» **THE RECORDS**:
════

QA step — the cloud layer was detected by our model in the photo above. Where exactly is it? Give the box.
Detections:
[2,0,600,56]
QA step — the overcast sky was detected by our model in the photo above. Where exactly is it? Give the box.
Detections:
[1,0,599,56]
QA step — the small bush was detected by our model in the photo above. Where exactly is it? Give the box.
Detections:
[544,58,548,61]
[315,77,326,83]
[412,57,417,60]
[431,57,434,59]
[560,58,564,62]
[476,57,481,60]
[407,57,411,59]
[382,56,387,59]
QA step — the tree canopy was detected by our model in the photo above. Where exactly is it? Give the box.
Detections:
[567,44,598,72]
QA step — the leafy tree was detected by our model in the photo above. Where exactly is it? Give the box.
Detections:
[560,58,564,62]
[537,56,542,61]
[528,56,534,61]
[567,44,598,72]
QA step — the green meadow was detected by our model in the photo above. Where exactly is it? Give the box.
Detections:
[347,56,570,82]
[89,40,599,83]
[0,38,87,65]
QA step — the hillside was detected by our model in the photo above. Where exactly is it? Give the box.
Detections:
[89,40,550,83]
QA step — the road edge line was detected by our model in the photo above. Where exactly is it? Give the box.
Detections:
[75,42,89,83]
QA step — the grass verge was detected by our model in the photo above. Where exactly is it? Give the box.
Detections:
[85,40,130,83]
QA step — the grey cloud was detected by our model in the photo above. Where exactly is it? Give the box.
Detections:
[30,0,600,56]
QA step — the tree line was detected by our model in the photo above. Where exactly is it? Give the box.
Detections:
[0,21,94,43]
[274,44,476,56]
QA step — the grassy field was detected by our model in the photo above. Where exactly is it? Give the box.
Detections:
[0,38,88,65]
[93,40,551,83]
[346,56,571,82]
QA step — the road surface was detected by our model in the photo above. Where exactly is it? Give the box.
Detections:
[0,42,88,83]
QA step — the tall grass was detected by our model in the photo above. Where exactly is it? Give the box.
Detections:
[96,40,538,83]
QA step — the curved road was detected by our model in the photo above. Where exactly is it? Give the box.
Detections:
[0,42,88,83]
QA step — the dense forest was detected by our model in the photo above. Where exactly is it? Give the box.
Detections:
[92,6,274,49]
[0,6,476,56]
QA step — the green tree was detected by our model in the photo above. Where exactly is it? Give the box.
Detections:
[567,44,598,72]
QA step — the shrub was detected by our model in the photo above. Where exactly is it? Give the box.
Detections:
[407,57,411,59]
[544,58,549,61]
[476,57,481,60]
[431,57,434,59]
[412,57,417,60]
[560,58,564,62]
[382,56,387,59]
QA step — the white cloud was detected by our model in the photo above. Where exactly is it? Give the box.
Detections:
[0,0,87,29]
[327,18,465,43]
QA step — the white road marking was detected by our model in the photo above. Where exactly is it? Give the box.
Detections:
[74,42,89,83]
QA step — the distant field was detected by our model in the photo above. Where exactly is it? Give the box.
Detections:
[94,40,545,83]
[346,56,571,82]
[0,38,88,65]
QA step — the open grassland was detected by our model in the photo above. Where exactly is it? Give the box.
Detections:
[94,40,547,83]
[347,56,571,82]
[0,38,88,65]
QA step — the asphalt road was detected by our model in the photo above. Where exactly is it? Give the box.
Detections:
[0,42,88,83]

════

» **THE TASK**: Look through the material and find each line that includes "cloud", then copy it.

» **ANSWER BOX**:
QA step — the cloud layer was detected by our model in the photo above. Where exactly is it? Give the box.
QA step — the grey cloud was detected by our model in the photo above. Where exactly is it? Give the box.
QA step — the white cloud was detected by our model in the photo above. Where exactly is it? Give the box.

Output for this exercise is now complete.